## Job
Return every line of the material below that contains the string "window".

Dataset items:
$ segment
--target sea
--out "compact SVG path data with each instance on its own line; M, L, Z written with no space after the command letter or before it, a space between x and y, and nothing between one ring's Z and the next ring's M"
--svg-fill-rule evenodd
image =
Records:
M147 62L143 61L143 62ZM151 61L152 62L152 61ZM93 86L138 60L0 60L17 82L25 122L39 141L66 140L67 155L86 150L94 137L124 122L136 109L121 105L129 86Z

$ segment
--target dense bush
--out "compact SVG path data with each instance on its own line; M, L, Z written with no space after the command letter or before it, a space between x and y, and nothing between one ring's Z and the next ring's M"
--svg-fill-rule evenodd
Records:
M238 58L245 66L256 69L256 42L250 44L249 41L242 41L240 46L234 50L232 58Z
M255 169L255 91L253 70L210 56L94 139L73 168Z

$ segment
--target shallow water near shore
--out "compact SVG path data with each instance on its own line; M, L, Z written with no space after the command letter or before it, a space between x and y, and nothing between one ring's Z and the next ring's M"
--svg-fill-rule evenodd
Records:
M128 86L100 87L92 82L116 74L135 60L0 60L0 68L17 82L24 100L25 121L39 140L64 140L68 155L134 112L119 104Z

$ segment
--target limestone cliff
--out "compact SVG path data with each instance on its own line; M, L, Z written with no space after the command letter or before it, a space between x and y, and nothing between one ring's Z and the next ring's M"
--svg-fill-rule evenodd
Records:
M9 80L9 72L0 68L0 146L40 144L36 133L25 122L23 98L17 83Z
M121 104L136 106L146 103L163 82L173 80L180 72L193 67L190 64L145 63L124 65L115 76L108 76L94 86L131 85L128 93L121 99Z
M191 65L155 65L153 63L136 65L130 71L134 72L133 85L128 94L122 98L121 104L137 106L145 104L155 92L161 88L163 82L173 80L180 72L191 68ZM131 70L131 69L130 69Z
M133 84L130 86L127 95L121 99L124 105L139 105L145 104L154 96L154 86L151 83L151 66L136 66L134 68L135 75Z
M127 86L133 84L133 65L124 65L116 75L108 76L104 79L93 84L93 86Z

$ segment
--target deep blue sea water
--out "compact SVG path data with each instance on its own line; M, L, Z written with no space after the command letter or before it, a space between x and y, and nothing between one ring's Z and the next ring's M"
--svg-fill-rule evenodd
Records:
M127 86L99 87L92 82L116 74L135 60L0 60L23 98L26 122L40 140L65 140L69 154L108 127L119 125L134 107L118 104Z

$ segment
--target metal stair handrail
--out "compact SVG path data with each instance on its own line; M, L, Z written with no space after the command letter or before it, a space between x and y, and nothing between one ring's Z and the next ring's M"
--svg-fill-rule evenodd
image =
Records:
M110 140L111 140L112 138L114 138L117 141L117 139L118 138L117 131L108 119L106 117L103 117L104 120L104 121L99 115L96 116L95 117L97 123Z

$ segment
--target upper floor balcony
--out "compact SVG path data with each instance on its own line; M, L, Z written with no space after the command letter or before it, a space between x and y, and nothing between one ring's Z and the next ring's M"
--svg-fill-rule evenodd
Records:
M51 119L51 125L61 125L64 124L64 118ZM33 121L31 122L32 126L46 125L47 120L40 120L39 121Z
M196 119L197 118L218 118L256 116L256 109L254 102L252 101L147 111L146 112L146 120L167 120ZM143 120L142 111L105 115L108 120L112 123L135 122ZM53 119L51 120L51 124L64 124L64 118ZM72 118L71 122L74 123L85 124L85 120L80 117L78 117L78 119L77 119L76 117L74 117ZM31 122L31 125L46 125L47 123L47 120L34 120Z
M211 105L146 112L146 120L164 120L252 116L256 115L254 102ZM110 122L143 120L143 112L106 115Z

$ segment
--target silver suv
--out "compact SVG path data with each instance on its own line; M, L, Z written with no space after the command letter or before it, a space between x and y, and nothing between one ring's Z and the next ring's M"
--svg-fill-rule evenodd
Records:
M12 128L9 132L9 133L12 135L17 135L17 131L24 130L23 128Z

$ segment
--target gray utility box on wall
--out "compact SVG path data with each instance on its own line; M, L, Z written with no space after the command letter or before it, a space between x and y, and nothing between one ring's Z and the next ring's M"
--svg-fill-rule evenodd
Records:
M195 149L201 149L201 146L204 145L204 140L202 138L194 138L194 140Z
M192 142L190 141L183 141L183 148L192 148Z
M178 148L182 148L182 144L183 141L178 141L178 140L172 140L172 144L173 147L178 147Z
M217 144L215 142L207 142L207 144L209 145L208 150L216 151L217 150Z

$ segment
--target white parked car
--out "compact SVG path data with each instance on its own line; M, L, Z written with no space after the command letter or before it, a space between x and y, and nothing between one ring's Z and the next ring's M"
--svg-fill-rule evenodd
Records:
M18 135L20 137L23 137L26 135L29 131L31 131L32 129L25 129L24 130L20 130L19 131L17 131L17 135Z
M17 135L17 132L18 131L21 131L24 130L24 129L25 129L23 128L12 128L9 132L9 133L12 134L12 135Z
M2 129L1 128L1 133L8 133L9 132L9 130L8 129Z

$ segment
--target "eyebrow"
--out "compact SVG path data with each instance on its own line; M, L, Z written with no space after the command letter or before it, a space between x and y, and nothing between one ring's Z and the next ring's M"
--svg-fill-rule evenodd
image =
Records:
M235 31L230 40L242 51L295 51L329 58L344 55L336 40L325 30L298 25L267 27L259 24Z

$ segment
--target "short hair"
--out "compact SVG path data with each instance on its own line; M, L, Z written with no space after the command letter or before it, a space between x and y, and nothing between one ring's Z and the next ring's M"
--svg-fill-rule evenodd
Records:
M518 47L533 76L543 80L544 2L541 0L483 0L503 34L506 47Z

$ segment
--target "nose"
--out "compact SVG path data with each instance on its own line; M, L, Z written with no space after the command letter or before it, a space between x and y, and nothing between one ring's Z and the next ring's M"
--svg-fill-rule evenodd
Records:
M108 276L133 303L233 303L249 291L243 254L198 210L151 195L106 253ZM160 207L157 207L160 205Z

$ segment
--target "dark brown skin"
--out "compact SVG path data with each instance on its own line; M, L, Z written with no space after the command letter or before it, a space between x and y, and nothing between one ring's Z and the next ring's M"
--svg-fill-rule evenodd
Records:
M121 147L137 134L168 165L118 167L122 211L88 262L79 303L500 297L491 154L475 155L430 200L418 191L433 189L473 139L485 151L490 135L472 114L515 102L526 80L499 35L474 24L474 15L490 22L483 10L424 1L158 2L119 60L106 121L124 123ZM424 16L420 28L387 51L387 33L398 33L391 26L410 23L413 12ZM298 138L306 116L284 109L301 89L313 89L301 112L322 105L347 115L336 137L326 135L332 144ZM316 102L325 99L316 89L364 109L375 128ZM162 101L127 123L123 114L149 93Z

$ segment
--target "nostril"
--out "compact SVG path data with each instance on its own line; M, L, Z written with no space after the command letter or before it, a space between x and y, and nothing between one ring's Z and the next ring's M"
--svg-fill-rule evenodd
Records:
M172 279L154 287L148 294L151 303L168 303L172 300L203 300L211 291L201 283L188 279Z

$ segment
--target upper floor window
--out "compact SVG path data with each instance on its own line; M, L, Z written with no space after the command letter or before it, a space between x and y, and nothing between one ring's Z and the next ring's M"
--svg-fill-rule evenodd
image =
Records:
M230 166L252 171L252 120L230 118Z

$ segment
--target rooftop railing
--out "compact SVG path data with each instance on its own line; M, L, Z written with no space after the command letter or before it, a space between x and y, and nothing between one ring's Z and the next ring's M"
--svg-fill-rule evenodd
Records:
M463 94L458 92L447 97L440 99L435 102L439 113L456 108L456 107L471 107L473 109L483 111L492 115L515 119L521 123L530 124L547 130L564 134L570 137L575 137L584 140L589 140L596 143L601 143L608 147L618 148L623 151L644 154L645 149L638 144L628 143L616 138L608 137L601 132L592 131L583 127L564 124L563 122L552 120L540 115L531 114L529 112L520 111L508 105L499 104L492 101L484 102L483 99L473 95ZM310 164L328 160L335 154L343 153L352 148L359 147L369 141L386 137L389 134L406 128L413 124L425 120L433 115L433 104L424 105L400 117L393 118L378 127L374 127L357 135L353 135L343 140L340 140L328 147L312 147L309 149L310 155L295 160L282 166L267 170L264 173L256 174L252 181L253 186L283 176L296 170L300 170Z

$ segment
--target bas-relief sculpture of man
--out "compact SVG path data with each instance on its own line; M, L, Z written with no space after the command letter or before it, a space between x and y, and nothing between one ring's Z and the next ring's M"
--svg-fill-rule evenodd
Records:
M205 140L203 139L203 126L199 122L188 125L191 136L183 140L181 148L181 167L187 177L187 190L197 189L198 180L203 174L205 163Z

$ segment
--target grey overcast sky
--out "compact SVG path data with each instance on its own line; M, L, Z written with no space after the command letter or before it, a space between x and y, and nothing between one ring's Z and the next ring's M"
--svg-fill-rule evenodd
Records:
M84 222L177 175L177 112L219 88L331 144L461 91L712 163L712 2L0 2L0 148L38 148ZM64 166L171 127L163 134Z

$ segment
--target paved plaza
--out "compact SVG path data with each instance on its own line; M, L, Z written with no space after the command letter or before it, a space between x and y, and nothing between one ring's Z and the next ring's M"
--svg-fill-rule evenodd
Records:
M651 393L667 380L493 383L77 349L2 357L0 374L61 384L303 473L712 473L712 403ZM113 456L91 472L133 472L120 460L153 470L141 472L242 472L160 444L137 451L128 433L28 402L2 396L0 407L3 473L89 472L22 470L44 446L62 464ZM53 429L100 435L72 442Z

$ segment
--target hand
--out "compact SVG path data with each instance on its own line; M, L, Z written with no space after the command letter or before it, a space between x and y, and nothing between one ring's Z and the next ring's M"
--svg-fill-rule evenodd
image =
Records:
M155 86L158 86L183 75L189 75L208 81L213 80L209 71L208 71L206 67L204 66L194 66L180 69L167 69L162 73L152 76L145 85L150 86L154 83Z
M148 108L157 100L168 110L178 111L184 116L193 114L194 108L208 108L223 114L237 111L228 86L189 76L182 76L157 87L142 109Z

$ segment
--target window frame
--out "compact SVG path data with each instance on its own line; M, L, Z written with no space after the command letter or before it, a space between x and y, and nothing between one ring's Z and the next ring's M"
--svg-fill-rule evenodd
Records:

## Answer to the exercise
--target upper floor window
--target window frame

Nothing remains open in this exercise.